**TASK INSTRUCTIONS:**
A. Translate this sentence from the article on binary exponentiation by factoring below into Spanish: "Then mbin_power_odd_32 is implemented as follows:"
B. From the article on binary exponentiation by factoring below, copy the passage that runs from "June 8, 2022" to "where $x$ is odd.".

June 8, 2022

Binary Exponentiation by Factoring¶

Consider a problem of computing $a x^{y} (\mod 2^{d})$ , given integers $a$ , $x$ , $y$ and $d \geq 3$ , where $x$ is odd.

The algorithm below allows to solve this problem with $O (d)$ additions and binary operations and a single multiplication by $y$ .

Due to the structure of the multiplicative group modulo $2^{d}$ , any number $x$ such that $x \equiv 1 (\mod 4)$ can be represented as

x \equiv b^{L (x)} (\mod 2^{d}),

where $b \equiv 5 (\mod 8)$ . Without loss of generality we assume that $x \equiv 1 (\mod 4)$ , as we can reduce $x \equiv 3 (\mod 4)$ to $x \equiv 1 (\mod 4)$ by substituting $x \mapsto - x$ and $a \mapsto (- 1)^{y} a$ . In this notion, $a x^{y}$ is represented as

a x^{y} \equiv a b^{y L (x)} (\mod 2^{d}) .

The core idea of the algorithm is to simplify the computation of $L (x)$ and $b^{y L (x)}$ using the fact that we're working modulo $2^{d}$ . For reasons that will be apparent later on, we'll be working with $4 L (x)$ rather than $L (x)$ , but taken modulo $2^{d}$ instead of $2^{d - 2}$ .

In this article, we will cover the implementation for $32$ -bit integers. Let

mbin_log_32(r, x) be a function that computes $r + 4 L (x) (\mod 2^{d})$ ;
mbin_exp_32(r, x) be a function that computes $r b^{\frac{x}{4}} (\mod 2^{d})$ ;
mbin_power_odd_32(a, x, y) be a function that computes $a x^{y} (\mod 2^{d})$ .

Then mbin_power_odd_32 is implemented as follows:

uint32_t mbin_power_odd_32(uint32_t rem, uint32_t base, uint32_t exp) {
    if (base & 2) {
        /* divider is considered negative */
        base = -base;
        /* check if result should be negative */
        if (exp & 1) {
            rem = -rem;
        }
    }
    return (mbin_exp_32(rem, mbin_log_32(0, base) * exp));
}

Computing 4L(x) from x¶

Let $x$ be an odd number such that $x \equiv 1 (\mod 4)$ . It can be represented as

x \equiv (2^{a_{1}} + 1) \dots (2^{a_{k}} + 1) (\mod 2^{d}),

where $1 < a_{1} < \dots < a_{k} < d$ . Here $L (\cdot)$ is well-defined for each multiplier, as they're equal to $1$ modulo $4$ . Hence,

4 L (x) \equiv 4 L (2^{a_{1}} + 1) + \dots + 4 L (2^{a_{k}} + 1) (\mod 2^{d}) .

**ENTRIES:**
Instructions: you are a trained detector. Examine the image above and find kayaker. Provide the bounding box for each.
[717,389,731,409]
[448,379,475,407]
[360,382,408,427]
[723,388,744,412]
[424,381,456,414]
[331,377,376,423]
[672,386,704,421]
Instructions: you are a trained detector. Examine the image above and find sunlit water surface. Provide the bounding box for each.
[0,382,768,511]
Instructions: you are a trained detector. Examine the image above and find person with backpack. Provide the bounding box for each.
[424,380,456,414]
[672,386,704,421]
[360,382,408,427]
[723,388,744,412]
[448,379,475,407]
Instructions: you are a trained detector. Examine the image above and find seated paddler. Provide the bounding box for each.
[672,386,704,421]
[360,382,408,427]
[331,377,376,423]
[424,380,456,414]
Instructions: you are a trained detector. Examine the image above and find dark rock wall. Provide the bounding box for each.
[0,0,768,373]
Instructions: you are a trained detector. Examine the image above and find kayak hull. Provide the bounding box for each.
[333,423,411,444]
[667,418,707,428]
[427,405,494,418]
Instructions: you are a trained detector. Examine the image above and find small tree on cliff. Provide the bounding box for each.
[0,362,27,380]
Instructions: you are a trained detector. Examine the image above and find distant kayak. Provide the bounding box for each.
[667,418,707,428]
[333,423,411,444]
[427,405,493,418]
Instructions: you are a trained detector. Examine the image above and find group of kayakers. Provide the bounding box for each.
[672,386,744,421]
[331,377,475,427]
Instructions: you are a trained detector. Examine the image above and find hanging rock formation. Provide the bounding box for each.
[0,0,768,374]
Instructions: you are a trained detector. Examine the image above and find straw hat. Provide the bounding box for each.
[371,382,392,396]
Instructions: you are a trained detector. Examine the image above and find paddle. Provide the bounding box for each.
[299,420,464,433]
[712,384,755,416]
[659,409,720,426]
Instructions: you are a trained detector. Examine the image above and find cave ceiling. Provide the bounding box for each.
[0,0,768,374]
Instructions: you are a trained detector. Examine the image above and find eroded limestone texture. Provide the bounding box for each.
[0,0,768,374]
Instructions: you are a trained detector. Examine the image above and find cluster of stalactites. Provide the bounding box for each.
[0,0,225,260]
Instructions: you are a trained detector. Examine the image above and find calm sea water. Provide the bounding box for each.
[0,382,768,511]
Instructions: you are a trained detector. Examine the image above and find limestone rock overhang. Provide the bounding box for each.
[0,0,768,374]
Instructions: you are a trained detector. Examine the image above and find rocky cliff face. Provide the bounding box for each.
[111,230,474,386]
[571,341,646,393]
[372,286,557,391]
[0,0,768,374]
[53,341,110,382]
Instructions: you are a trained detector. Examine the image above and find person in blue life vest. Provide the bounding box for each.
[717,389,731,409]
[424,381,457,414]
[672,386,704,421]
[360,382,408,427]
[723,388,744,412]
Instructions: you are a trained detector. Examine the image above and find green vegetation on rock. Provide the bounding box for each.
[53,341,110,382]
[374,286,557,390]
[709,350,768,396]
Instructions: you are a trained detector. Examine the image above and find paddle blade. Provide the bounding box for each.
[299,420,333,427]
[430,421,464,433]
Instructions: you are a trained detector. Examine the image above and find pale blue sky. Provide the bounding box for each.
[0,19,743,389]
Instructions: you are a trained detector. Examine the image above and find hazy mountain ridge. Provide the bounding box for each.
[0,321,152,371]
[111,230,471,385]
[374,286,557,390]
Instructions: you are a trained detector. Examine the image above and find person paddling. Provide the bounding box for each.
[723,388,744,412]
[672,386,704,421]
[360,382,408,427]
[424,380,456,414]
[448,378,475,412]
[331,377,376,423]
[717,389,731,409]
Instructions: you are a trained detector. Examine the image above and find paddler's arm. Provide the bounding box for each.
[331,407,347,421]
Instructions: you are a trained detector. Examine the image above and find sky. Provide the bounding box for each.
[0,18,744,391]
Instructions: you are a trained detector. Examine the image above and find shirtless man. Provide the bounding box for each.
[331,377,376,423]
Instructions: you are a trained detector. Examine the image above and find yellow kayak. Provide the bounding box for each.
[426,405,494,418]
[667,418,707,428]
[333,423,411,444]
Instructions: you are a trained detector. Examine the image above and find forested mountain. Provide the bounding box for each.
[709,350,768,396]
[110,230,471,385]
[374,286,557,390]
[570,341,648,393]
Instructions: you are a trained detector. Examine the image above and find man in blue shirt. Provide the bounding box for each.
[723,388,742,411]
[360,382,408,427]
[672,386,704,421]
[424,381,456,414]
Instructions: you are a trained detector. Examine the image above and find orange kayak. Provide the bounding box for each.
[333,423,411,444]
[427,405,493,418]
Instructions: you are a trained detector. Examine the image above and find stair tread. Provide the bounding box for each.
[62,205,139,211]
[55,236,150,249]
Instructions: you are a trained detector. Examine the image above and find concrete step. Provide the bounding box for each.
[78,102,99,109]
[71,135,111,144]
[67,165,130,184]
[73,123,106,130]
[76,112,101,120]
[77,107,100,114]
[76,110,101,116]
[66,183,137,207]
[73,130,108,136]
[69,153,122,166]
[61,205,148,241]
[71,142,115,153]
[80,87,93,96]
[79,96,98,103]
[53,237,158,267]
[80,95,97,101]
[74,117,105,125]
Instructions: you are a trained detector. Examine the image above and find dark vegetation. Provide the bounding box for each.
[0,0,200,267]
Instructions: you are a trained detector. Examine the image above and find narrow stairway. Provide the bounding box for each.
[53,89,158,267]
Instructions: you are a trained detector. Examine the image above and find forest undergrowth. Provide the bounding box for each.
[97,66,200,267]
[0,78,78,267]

...

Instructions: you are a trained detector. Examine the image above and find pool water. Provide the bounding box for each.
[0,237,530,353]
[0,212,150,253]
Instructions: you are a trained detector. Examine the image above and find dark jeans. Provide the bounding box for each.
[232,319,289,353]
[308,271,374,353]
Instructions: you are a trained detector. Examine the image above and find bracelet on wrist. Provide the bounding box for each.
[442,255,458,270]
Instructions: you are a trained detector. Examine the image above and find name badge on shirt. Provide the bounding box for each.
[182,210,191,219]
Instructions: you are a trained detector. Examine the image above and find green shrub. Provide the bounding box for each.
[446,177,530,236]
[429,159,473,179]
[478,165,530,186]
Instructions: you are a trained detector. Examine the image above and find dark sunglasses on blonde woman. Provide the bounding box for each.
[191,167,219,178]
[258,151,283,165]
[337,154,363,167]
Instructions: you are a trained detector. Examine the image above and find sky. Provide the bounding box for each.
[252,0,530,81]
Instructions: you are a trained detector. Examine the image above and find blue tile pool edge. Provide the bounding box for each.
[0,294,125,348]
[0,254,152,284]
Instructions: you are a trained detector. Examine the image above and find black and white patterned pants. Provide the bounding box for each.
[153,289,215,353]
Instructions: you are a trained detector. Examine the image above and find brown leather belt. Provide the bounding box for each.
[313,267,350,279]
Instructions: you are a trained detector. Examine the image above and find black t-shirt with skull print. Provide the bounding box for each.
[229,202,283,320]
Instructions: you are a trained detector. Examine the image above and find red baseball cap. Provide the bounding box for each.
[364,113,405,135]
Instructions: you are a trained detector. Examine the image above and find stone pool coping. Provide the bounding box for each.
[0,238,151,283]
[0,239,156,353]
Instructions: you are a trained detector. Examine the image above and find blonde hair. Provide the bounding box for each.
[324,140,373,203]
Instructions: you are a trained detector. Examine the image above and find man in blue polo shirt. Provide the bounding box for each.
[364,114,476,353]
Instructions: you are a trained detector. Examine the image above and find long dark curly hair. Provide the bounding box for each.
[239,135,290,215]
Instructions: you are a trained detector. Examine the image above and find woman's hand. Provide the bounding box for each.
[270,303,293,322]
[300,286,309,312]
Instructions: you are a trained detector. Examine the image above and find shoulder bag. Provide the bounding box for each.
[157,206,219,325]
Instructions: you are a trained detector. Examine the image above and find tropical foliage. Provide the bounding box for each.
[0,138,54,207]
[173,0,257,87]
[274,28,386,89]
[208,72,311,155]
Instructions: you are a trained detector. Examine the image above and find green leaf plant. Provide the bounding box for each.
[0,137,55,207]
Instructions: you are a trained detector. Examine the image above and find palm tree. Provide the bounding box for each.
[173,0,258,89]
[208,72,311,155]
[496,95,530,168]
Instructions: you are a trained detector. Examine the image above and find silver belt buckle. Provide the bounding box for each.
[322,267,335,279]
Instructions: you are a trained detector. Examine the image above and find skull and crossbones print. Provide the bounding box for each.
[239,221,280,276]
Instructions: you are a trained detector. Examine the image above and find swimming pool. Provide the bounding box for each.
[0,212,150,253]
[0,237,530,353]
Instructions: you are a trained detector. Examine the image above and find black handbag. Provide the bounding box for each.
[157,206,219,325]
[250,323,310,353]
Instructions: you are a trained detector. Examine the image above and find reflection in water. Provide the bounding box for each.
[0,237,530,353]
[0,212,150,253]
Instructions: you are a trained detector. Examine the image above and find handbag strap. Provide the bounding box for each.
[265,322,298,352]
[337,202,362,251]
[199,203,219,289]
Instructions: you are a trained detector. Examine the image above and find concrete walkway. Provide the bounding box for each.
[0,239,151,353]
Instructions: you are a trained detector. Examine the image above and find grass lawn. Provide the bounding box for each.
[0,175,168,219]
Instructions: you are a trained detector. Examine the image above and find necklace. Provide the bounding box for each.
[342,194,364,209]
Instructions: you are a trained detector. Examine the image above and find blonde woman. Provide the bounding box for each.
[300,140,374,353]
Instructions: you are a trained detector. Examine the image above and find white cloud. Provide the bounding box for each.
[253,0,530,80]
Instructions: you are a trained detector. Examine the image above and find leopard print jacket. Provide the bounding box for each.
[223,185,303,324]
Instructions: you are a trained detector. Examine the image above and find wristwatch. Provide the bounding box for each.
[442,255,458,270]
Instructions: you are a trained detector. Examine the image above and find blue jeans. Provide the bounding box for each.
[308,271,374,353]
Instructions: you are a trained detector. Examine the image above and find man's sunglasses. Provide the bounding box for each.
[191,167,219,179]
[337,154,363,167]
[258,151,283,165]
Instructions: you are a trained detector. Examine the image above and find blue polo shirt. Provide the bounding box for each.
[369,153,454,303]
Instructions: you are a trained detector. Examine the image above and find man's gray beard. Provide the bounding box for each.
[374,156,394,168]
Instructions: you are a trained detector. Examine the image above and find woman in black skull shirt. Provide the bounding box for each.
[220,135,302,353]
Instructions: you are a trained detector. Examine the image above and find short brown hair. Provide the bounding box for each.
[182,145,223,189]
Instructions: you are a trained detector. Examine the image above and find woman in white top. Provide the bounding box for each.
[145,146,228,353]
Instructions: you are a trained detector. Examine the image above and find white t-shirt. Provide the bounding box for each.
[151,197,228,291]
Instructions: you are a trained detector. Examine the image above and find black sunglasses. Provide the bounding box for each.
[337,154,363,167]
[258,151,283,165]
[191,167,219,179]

**CORRECT ANSWERS:**
A. Entonces, mbin_power_odd_32 se implementa de la siguiente manera:

B.
June 8, 2022

Binary Exponentiation by Factoring¶

Consider a problem of computing $a x^{y} (\mod 2^{d})$ , given integers $a$ , $x$ , $y$ and $d \geq 3$ , where $x$ is odd.